==== SUPPLIED DATA

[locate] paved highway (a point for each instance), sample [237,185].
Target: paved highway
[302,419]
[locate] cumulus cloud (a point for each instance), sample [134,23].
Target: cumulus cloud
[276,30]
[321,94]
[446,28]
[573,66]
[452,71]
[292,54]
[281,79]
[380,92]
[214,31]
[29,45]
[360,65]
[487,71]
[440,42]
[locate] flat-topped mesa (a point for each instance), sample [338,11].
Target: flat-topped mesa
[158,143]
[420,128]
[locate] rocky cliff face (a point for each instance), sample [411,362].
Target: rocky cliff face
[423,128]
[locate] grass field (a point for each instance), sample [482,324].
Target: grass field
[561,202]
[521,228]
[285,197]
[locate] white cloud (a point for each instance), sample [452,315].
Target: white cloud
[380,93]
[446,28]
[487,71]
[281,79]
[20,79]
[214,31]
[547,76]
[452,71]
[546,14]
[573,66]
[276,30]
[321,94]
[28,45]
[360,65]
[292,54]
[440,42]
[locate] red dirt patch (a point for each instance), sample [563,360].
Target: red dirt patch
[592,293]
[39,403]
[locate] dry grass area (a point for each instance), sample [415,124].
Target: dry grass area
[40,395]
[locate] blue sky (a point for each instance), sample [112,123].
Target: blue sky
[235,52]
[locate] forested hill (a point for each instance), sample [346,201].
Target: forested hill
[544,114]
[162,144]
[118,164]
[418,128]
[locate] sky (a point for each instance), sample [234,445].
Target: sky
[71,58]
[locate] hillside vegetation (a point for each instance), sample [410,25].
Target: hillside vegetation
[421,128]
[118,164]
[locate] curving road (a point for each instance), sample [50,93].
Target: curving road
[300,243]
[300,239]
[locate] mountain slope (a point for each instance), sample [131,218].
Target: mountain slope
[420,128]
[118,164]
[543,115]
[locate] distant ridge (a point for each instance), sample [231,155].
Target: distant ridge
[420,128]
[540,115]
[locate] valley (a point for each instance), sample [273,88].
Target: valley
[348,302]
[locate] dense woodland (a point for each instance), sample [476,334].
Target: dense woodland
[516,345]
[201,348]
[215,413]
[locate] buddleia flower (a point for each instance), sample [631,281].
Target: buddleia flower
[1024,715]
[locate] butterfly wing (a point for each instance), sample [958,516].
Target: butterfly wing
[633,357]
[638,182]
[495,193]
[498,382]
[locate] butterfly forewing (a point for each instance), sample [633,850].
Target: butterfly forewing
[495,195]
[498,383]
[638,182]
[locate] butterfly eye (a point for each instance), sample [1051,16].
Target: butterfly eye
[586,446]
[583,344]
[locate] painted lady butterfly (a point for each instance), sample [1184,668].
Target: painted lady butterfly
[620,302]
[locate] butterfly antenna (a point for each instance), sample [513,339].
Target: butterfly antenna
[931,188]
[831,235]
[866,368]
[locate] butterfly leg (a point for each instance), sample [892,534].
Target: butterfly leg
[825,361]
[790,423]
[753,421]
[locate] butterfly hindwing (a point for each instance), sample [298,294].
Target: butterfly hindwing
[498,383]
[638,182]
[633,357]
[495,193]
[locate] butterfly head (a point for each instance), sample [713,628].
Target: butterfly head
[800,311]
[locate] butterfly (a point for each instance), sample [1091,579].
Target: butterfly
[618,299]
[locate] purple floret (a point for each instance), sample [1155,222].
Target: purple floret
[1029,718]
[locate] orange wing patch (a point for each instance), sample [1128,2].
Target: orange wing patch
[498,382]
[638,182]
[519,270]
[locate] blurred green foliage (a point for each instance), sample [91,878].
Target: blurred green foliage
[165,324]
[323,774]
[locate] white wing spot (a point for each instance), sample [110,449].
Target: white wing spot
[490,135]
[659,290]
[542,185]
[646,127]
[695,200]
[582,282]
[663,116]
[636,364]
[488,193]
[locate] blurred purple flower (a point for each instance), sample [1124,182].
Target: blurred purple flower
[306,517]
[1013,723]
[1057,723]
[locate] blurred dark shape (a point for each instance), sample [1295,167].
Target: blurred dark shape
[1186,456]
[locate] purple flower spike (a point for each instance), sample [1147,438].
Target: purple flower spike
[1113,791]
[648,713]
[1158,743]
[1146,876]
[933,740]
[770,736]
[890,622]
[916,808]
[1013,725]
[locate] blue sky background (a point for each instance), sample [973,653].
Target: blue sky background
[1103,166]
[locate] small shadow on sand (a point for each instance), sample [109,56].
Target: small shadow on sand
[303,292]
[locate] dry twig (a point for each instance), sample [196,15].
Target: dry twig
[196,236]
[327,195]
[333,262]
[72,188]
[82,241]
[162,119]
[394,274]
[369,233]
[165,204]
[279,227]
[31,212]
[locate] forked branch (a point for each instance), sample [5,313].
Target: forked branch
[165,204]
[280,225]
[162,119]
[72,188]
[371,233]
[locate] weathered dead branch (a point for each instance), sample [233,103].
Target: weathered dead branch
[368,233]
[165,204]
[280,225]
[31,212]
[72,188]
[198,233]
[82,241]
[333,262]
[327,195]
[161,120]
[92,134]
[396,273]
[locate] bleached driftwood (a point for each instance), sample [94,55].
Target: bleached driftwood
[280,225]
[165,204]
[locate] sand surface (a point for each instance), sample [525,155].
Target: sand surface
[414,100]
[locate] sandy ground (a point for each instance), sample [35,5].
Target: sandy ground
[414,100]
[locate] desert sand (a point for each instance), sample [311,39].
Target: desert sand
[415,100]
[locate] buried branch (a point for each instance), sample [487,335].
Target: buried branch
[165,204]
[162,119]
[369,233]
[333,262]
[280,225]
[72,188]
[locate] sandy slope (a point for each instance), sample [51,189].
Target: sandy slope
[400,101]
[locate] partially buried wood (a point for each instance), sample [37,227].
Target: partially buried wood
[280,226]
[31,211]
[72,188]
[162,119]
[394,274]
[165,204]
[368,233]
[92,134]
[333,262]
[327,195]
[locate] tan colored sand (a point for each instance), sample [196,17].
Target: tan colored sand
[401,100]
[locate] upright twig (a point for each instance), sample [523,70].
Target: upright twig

========

EXERCISE DESCRIPTION: Output the entries exactly.

EXERCISE RESPONSE:
[locate] paved highway (a point for each instance), sample [237,185].
Target: paved highway
[302,419]
[locate] cumulus cloud (a point for each instance), sample [134,23].
Target: cumulus cloud
[276,30]
[321,94]
[446,28]
[573,66]
[452,71]
[292,54]
[281,79]
[380,92]
[214,31]
[29,45]
[360,65]
[487,71]
[440,42]
[locate] flat-topped mesa (a point for each instance), sample [338,11].
Target: flat-topped mesa
[158,143]
[420,128]
[locate] rocky cliff face (a point for each instance), sample [411,362].
Target: rocky cliff face
[423,128]
[locate] grass field (a point for each instance), sample [482,324].
Target: grass field
[561,202]
[521,228]
[285,197]
[locate] white cloud (a point for each instance), sample [452,315].
Target: white cloud
[380,93]
[446,28]
[487,71]
[281,79]
[20,79]
[214,31]
[547,76]
[452,71]
[546,14]
[573,66]
[276,30]
[321,94]
[28,45]
[360,65]
[292,54]
[440,42]
[locate] red dirt patch (a point for each instance), sample [563,360].
Target: red dirt patch
[592,293]
[39,403]
[locate] dry grass area (a point for each instance), sample [415,124].
Target: dry grass area
[40,395]
[locate] blue sky (a point for each instance), sample [112,123].
Target: blue sky
[235,52]
[locate] forested hill (a point for each instance), sample [346,201].
Target: forested hill
[544,114]
[162,144]
[118,164]
[418,128]
[locate] sky (a point for each instance), sample [234,445].
Target: sky
[71,58]
[locate] hillside vegetation (a point for each instance), sample [410,25].
Target: hillside vegetation
[421,128]
[118,164]
[locate] curving road (a point for each instance), sample [50,93].
Target: curving road
[300,243]
[300,239]
[locate] mountain slope (a point for each instance), sample [131,218].
Target: mountain slope
[420,128]
[118,164]
[543,115]
[locate] distant ridge (a point for each instance), sample [231,155].
Target: distant ridge
[420,128]
[540,115]
[locate] valley (a point for each instance), sample [273,88].
Target: valley
[348,302]
[locate] dense woodland (a point for each instance), sample [476,334].
Target: dense woodland
[516,345]
[201,348]
[215,413]
[locate] buddleia flower (a point for each instance), sample [631,281].
Target: buddleia flower
[1024,715]
[locate] butterfly wing (a point for each instance), sample [958,516].
Target: butterfly wing
[633,357]
[638,182]
[495,193]
[498,382]
[locate] butterfly forewing (a point for each instance), sample [633,850].
Target: butterfly forewing
[495,195]
[498,383]
[638,182]
[locate] butterfly eye (a point for each instance), sample [1051,16].
Target: butterfly eye
[586,446]
[583,344]
[locate] painted lady butterfly (a point for each instance), sample [1184,668].
Target: painted lady butterfly
[620,302]
[locate] butterfly antenna (a point for each instance), sample [513,339].
Target: butterfly antenna
[931,188]
[831,235]
[866,368]
[locate] butterfly leg (a point for each instance), sample [892,534].
Target: butterfly leg
[825,361]
[790,423]
[753,421]
[locate] butterfly hindwing (a point for each instance), sample [298,294].
Target: butterfly hindwing
[498,383]
[638,182]
[633,357]
[495,193]
[locate] butterfly head (a point for each instance), sample [713,628].
Target: butterfly head
[800,311]
[locate] butterfly (a point for each instance), sample [1091,579].
Target: butterfly
[618,299]
[locate] purple floret (a point for each instance), sample [1155,222].
Target: purple floret
[1029,718]
[locate] orange wing patch (a point for each instance), sample [1128,2].
Target: orange wing patch
[498,382]
[638,182]
[519,270]
[locate] blurred green foliage (a point for each instance), sample [91,878].
Target: blurred green foliage
[165,324]
[323,774]
[locate] white wing spot (a point for each instance), sample [110,449].
Target: white wing spot
[490,135]
[659,290]
[542,185]
[646,127]
[695,200]
[582,282]
[663,116]
[636,364]
[488,193]
[locate] blurred purple flower (a point for each instance), sample [1124,182].
Target: blurred purple flower
[306,517]
[1013,723]
[1057,723]
[locate] blurred dark shape (a point for each instance), sample [1295,167].
Target: blurred dark shape
[1186,456]
[locate] purple flower spike (a point for each instance), sample [1147,438].
Target: purple flower spike
[1113,791]
[648,713]
[1158,743]
[1146,876]
[933,740]
[770,736]
[890,622]
[916,808]
[1013,725]
[locate] blue sky background (a point for each instance), sample [973,653].
Target: blue sky background
[1103,166]
[locate] small shadow on sand (a point for each instance), sample [109,56].
Target: small shadow on sand
[303,292]
[locate] dry twig (a point for each instance), sample [196,15].
Target: dry twig
[196,236]
[327,195]
[333,262]
[72,188]
[82,241]
[162,119]
[394,274]
[369,233]
[165,204]
[279,227]
[31,212]
[locate] forked branch (a point for each instance), sample [5,313].
Target: forked branch
[165,204]
[280,225]
[162,119]
[72,188]
[371,233]
[locate] weathered dead branch (a point for each instance), sample [233,103].
Target: weathered dead branch
[368,233]
[165,204]
[280,225]
[31,212]
[72,188]
[198,233]
[82,241]
[333,262]
[327,195]
[161,120]
[92,134]
[396,273]
[locate] bleached driftwood (a point for each instance), sample [94,55].
Target: bleached driftwood
[280,225]
[165,204]
[locate] sand surface (a point for each instance), sample [525,155].
Target: sand surface
[414,100]
[locate] sandy ground (a point for each instance), sample [35,5].
Target: sandy ground
[414,100]
[locate] desert sand (a point for each instance), sample [311,39].
Target: desert sand
[415,100]
[locate] buried branch (a point for each instance), sample [487,335].
Target: buried branch
[165,204]
[162,119]
[369,233]
[333,262]
[280,225]
[72,188]
[locate] sandy slope (a point for each instance), sample [51,189].
Target: sandy slope
[400,101]
[locate] partially buried wood (a point for each instance), sample [37,227].
Target: partially buried wood
[280,226]
[31,211]
[72,188]
[162,119]
[394,274]
[165,204]
[368,233]
[92,134]
[333,262]
[327,195]
[locate] tan colored sand (a point for each instance), sample [196,17].
Target: tan colored sand
[401,100]
[locate] upright twig (a point for each instance), sample [523,70].
Target: upright twig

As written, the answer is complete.